- Exercise:
Turn the lines below into a numbered list, omitting any blank lines.
** Start of Extracted information **
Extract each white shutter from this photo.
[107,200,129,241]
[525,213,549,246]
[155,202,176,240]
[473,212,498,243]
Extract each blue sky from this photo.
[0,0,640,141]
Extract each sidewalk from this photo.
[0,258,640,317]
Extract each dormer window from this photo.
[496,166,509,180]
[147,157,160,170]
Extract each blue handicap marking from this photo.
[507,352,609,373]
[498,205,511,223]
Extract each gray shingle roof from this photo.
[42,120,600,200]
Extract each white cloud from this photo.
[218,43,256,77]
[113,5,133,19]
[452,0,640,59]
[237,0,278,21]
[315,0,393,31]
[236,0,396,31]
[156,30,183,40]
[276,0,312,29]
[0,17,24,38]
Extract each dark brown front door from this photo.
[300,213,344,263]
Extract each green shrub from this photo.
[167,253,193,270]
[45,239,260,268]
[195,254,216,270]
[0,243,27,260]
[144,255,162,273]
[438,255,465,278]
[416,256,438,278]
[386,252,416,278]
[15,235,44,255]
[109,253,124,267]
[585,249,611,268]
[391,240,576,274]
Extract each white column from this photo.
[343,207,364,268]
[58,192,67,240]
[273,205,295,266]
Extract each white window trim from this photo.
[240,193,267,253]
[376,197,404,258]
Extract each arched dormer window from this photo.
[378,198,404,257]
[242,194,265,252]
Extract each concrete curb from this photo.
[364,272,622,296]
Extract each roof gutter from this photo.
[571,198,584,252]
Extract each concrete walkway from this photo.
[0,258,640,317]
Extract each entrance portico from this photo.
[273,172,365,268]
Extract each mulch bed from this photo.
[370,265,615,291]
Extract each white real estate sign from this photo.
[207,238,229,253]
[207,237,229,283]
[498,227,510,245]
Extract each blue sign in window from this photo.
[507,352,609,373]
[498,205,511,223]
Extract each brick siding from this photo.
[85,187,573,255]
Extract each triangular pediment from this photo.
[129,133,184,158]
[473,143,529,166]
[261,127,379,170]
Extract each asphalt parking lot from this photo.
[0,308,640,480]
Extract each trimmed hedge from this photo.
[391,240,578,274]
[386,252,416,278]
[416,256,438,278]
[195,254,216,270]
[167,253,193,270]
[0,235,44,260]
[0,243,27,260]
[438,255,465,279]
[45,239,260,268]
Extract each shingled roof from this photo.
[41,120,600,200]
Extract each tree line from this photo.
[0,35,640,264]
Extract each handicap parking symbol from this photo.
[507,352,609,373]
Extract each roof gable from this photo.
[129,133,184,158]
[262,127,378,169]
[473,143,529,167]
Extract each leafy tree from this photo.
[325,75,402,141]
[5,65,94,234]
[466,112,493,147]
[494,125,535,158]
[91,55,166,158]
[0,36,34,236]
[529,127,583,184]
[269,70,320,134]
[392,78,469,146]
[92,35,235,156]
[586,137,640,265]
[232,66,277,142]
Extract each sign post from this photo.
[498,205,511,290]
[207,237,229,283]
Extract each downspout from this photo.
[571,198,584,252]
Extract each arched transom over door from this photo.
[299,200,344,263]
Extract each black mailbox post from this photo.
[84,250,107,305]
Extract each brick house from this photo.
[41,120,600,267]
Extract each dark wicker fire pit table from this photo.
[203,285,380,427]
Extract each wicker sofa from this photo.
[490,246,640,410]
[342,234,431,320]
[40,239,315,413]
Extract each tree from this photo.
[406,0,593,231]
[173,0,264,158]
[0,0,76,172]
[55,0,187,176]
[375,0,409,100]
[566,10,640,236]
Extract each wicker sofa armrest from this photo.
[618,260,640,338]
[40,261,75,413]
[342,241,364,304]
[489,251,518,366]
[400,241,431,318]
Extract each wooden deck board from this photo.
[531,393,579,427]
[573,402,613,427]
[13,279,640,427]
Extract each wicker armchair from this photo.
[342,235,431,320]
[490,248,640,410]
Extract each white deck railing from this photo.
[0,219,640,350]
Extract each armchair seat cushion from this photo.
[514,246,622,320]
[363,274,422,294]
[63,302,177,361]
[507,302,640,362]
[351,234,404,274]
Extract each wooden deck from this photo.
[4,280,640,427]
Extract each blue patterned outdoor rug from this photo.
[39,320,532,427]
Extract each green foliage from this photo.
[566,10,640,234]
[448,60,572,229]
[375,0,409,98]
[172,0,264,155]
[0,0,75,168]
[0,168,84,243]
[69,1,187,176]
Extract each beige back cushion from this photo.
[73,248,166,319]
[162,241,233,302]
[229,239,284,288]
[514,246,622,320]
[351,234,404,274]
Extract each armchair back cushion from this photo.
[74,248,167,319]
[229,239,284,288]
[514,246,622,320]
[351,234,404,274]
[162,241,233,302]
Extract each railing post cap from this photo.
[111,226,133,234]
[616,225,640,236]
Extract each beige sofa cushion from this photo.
** End of Extracted information **
- Full output:
1. Extract each white shutter from this photo.
2. [107,200,129,241]
3. [525,213,549,246]
4. [155,202,176,240]
5. [473,212,498,243]
6. Extract each blue sky from this photo.
7. [0,0,640,141]
8. Extract each sidewalk from this photo.
9. [0,258,640,317]
10. Extract each dormer window from this photo.
11. [496,166,509,180]
12. [147,157,160,170]
13. Extract each blue handicap marking from this photo.
14. [507,352,609,373]
15. [498,205,511,223]
16. Extract each gray shingle roof from this photo.
17. [42,120,600,200]
18. Extract each white cloud from this photo.
19. [218,43,256,77]
20. [113,5,133,19]
21. [452,0,640,59]
22. [237,0,278,21]
23. [315,0,393,31]
24. [236,0,396,31]
25. [156,30,183,40]
26. [276,0,312,29]
27. [0,17,24,38]
28. Extract each dark brown front door from this photo.
29. [300,213,344,263]
30. Extract each green shrub from this photo.
31. [167,253,193,270]
32. [45,239,260,268]
33. [195,254,216,270]
34. [0,243,27,260]
35. [144,255,162,273]
36. [438,255,465,278]
37. [416,256,438,278]
38. [386,252,416,278]
39. [15,235,44,255]
40. [109,253,124,267]
41. [585,249,611,268]
42. [391,240,576,274]
43. Extract each white column from this photo.
44. [343,207,364,268]
45. [58,192,67,240]
46. [273,205,295,266]
47. Extract each white window trim from this photo.
48. [240,193,267,253]
49. [376,197,404,258]
50. Extract each arched dormer window from this photo.
51. [378,198,404,257]
52. [242,194,265,252]
53. Extract each concrete curb from this photo.
54. [364,272,622,296]
55. Extract each roof gutter from this photo.
56. [571,198,584,252]
57. Extract each concrete walkway from this photo.
58. [0,258,640,317]
59. Extract each entrance portico from this photo.
60. [273,172,365,268]
61. Extract each mulch bed from this photo.
62. [370,265,615,291]
63. Extract each white real estate sign from this photo.
64. [207,238,229,253]
65. [207,237,229,283]
66. [498,227,510,245]
67. Extract each blue sign in window from this photo.
68. [507,352,609,373]
69. [498,205,511,223]
70. Extract each brick siding from this photo.
71. [85,187,573,255]
72. Extract each triangular pediment from this photo.
73. [129,133,184,158]
74. [473,143,529,166]
75. [261,127,379,170]
76. Extract each asphalt parking lot from this photo.
77. [0,308,640,480]
78. Extract each trimmed hedge from this photo.
79. [391,240,578,274]
80. [386,252,416,278]
81. [416,256,438,278]
82. [195,254,216,270]
83. [167,253,193,270]
84. [0,235,44,260]
85. [0,243,27,260]
86. [438,255,465,279]
87. [45,239,260,268]
88. Extract each shingled roof from this photo.
89. [41,120,600,200]
90. Extract each tree line from this photo.
91. [0,35,640,264]
92. Extract each handicap parking symbol from this photo.
93. [507,352,609,373]
94. Extract each roof gable from this photo.
95. [129,133,184,158]
96. [262,127,378,169]
97. [473,143,529,167]
98. Extract each leafy tree from this photo.
99. [325,75,402,141]
100. [5,65,94,234]
101. [466,112,493,147]
102. [494,125,535,158]
103. [91,55,166,158]
104. [0,36,34,236]
105. [529,127,583,184]
106. [269,70,320,134]
107. [392,78,469,146]
108. [92,35,235,156]
109. [586,137,640,265]
110. [232,66,277,142]
111. Extract each sign post from this photo.
112. [498,205,511,290]
113. [207,237,229,283]
114. Extract each downspout from this photo.
115. [571,198,584,252]
116. Extract each arched transom over door from this photo.
117. [299,200,344,263]
118. Extract each black mailbox post from this photo.
119. [84,250,107,305]
120. Extract each brick house from this photo.
121. [41,120,600,267]
122. Extract each dark wicker fire pit table from this photo.
123. [203,285,380,427]
124. Extract each wicker sofa from this photo.
125. [490,246,640,410]
126. [342,234,431,320]
127. [40,239,315,413]
128. Extract each tree from this photo.
129. [406,0,593,231]
130. [173,0,264,158]
131. [0,0,76,172]
132. [55,0,187,176]
133. [375,0,409,100]
134. [566,10,640,236]
135. Extract each wicker sofa armrest from this photo.
136. [618,260,640,338]
137. [40,261,75,413]
138. [342,241,364,304]
139. [489,251,518,366]
140. [400,241,431,318]
141. Extract each wooden deck board from this photo.
142. [531,393,579,427]
143. [573,402,613,427]
144. [13,279,640,427]
145. Extract each wicker armchair from this photo.
146. [342,235,431,320]
147. [490,248,640,410]
148. Extract each white deck railing from this photo.
149. [0,219,640,350]
150. Extract each armchair seat cushion from this photo.
151. [514,246,622,320]
152. [363,274,422,294]
153. [63,302,177,361]
154. [507,302,640,362]
155. [351,234,404,274]
156. Extract each wooden deck from this photo.
157. [4,280,640,427]
158. Extract each blue patterned outdoor rug from this photo.
159. [39,320,532,427]
160. Extract each green foliage from this photo.
161. [566,10,640,234]
162. [448,60,572,229]
163. [375,0,409,98]
164. [172,0,264,155]
165. [0,0,75,168]
166. [0,168,84,243]
167. [69,1,187,176]
168. Extract each beige back cushion from this photo.
169. [73,248,166,319]
170. [162,241,233,302]
171. [229,239,284,288]
172. [514,246,622,320]
173. [351,234,404,274]
174. Extract each armchair back cushion from this photo.
175. [74,248,167,319]
176. [229,239,284,288]
177. [514,246,622,320]
178. [351,234,404,274]
179. [162,241,233,302]
180. Extract each railing post cap from this photo.
181. [111,226,133,234]
182. [616,225,640,236]
183. Extract each beige sofa cushion from this photo.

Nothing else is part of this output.